■ Records ■

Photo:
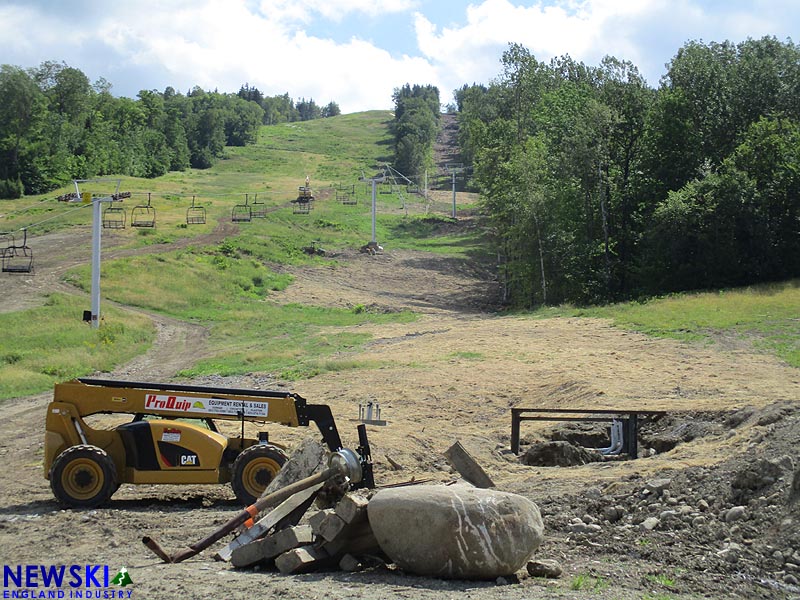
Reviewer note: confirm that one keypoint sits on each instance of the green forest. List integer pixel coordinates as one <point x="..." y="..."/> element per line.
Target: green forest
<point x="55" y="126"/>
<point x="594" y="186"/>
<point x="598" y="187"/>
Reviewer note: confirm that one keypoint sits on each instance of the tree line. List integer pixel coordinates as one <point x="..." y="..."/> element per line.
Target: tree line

---

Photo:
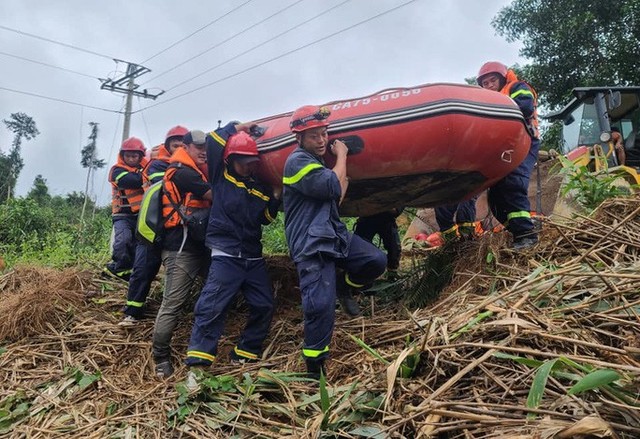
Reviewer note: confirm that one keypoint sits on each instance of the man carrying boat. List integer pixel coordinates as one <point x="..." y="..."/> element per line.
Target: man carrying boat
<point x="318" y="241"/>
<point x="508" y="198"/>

■ Aim of the exercise ■
What lines in the entries contain "element"? Report each one by copying it.

■ Solution for this task ■
Reviewer note: confirm that one keypoint sits on each instance of the green forest. List integer pixel coordinates as one <point x="..." y="..."/> element per line.
Reviewer note: confirm that one keypoint sits on each instance of the tree line. List integer pixel coordinates as one <point x="..." y="..."/> element per line.
Reviewer note: confirm that one keypoint sits on each instance of the man carrying boat. List integer pixel coordinates as one <point x="..." y="..."/> element per line.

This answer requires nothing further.